Text block —
- - -
Personal information
- Full name: Nouridine Garba Issaka
- Nationality: Nigerien
- Born: 28 October 2005 (age 20)

Medal record
Men's taekwondo
Representing Niger
African Games
| Gold medal – first place | 2023 Accra | 58 kg |
African Championships
| Gold medal – first place | 2023 Abidjan | 58 kg |
World Junior Championships
| Bronze medal – third place | 2022 Sofia | 55 kg |
Islamic Solidarity Games
| Bronze medal – third place | 2021 Konya | 58 kg |

= Nouridine Issaka =

Nigerien taekwondo athlete

Nouridine Garba Issaka (born 28 October 2005) is a taekwondo athlete from Niger. He won a gold medal at the 2023 All Africa Games and a gold medal at the 2023 African Taekwondo Championships.

==Career==
He competed at the Islamic Solidarity Games and won bronze in the Men's 58 kg in Konya, Turkey.

In 2022 in Sofia, Bulgaria, he won bronze in the -55kg category at the 2022 World Taekwondo Junior Championships.
- - -
Assigned task 1 — According to the biography, where did Nouridine Issaka win bronze at the 2022 World Taekwondo Junior Championships?
Assigned task 2 — Reproduce the biography word for word, from "Nigerien taekwondo athlete" up to and including "African Taekwondo Championships.".

Information given —
- - -
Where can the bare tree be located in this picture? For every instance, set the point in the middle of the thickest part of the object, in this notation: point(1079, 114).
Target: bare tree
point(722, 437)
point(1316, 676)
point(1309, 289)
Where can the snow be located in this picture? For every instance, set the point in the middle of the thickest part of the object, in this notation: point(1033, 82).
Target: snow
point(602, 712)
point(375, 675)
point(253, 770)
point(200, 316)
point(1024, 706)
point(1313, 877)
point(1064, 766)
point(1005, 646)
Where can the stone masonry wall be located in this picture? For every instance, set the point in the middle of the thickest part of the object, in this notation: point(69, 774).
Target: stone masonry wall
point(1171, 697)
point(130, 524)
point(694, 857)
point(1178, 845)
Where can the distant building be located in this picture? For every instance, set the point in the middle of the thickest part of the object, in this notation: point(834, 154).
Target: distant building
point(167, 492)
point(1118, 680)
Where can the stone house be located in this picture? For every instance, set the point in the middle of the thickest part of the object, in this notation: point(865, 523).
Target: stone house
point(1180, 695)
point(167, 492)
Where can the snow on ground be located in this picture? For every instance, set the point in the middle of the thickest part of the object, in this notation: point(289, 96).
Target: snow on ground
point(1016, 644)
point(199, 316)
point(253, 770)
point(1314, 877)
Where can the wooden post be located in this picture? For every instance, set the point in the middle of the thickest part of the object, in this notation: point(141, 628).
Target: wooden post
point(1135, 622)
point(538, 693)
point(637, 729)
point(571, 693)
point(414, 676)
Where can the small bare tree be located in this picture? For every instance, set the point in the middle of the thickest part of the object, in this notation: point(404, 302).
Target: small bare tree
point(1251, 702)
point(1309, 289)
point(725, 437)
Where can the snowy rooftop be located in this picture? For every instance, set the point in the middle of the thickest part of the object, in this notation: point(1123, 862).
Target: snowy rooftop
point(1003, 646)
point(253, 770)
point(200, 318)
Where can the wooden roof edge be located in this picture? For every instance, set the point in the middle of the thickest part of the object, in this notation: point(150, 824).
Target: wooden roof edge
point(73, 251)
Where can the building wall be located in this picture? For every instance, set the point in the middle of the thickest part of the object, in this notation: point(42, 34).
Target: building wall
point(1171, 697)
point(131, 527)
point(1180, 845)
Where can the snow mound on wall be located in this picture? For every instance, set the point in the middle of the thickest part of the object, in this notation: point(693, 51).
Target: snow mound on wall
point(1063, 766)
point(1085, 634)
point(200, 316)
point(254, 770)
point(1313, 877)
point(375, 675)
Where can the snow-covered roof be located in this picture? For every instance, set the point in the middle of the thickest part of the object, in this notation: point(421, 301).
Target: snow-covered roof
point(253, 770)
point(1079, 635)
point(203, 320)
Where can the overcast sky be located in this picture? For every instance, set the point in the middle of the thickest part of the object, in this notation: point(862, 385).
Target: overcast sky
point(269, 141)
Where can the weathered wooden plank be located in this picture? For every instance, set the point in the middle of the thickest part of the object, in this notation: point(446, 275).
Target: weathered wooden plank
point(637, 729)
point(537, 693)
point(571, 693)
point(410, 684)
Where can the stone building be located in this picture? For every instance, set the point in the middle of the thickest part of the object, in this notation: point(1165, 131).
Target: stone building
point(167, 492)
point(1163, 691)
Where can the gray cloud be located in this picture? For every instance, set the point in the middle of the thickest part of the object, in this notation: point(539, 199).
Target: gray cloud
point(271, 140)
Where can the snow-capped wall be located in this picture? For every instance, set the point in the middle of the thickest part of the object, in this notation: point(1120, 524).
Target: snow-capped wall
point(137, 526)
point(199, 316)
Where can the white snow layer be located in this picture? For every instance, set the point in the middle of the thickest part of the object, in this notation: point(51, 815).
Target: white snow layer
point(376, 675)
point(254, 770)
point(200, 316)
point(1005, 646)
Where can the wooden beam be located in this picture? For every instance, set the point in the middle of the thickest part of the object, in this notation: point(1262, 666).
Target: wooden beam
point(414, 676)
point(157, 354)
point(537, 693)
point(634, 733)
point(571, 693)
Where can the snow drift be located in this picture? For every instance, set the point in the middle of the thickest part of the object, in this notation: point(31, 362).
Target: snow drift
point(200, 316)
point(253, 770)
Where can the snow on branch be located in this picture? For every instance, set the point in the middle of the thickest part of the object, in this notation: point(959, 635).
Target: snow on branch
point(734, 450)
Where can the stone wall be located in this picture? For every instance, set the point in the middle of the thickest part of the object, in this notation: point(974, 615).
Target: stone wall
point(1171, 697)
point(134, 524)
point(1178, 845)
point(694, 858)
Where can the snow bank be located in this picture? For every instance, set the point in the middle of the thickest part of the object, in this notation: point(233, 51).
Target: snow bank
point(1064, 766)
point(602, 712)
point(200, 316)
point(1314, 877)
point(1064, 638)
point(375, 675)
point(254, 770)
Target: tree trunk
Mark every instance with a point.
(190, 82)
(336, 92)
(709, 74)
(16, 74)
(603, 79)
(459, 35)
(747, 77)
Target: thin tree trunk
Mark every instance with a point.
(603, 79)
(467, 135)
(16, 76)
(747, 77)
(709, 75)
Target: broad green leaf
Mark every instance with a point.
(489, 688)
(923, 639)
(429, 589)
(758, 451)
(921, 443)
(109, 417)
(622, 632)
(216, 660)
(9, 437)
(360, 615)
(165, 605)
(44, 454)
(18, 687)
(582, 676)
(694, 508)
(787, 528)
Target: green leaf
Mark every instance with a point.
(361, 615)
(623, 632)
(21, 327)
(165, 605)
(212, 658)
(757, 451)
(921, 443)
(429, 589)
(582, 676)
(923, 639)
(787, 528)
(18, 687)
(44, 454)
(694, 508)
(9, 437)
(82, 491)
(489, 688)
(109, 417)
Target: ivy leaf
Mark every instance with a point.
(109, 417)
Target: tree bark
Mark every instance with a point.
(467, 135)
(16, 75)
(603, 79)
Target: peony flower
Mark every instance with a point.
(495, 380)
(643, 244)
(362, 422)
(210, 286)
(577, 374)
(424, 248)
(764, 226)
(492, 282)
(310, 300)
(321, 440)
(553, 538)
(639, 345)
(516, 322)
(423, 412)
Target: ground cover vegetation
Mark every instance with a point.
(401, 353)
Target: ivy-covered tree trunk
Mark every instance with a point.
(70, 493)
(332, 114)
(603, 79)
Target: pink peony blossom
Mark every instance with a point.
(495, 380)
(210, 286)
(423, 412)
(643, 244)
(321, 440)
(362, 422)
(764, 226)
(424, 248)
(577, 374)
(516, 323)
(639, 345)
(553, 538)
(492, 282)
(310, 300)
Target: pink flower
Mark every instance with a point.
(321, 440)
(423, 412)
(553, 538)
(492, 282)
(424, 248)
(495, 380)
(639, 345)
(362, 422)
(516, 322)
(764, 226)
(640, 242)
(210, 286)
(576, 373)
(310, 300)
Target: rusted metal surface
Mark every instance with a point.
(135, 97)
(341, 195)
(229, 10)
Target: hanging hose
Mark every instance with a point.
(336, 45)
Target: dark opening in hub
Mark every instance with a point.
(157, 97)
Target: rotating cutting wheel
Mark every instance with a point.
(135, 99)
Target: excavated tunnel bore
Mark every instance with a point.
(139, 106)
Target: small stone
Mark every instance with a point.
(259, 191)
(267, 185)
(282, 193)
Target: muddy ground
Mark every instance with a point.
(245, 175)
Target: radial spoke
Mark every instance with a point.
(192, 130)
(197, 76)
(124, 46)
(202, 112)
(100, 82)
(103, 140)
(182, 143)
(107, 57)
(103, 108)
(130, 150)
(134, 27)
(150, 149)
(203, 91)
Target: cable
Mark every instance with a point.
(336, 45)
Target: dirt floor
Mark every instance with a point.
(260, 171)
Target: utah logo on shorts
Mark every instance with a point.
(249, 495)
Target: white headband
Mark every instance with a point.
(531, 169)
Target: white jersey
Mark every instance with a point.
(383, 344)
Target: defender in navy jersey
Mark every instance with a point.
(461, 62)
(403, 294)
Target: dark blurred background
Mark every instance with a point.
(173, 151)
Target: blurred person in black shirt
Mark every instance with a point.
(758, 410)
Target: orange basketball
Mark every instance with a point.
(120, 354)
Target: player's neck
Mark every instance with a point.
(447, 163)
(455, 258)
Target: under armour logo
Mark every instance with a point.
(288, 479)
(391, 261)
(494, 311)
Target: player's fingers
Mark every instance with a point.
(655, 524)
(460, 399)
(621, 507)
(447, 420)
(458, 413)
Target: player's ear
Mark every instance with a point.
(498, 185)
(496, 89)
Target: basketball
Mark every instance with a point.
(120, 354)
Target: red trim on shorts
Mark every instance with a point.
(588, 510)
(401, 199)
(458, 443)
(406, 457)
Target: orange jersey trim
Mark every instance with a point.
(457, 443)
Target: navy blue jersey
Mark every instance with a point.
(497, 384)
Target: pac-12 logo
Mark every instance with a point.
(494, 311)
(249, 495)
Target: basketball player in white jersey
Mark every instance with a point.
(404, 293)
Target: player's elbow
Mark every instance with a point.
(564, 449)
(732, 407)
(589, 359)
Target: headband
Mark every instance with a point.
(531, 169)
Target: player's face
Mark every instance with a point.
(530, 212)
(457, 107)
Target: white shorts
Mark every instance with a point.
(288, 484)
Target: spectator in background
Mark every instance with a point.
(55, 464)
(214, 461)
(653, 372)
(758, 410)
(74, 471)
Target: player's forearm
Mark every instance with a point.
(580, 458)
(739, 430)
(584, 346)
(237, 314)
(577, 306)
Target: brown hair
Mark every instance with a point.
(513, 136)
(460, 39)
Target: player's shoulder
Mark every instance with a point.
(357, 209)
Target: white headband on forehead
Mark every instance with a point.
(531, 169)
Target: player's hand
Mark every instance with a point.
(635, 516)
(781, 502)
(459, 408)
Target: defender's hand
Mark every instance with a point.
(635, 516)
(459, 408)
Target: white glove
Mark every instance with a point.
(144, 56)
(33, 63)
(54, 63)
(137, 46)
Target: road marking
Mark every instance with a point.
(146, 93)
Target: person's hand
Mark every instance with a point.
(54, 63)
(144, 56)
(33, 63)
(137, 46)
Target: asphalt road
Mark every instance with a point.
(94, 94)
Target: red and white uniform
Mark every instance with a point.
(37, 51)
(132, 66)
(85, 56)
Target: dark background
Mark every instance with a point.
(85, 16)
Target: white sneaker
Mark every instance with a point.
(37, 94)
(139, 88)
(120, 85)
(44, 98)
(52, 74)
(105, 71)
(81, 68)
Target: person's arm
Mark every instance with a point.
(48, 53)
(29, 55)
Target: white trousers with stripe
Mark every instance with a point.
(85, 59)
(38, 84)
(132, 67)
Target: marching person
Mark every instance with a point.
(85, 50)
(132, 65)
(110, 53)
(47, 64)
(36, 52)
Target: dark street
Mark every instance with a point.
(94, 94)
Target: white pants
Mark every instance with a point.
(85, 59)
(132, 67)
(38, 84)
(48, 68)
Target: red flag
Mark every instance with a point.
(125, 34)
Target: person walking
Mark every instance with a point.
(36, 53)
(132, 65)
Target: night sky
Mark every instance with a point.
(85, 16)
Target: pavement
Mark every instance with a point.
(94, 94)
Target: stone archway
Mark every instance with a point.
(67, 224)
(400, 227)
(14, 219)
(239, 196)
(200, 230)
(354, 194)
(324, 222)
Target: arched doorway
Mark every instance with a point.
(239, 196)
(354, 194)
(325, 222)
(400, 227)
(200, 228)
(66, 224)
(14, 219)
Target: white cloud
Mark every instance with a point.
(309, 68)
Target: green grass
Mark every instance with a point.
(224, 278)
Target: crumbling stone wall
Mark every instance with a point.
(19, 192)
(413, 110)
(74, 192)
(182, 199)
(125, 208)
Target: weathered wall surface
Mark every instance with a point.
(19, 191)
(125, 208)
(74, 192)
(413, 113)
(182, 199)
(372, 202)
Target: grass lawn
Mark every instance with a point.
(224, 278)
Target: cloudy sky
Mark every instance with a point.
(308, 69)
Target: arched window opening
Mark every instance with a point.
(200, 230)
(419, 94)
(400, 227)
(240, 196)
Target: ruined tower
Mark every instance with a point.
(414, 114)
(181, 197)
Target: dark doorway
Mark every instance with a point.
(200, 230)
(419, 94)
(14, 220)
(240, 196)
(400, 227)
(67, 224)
- - -
Answer section 1 — Sofia, Bulgaria

Answer section 2 —
Nigerien taekwondo athlete

Nouridine Garba Issaka (born 28 October 2005) is a taekwondo athlete from Niger. He won a gold medal at the 2023 All Africa Games and a gold medal at the 2023 African Taekwondo Championships.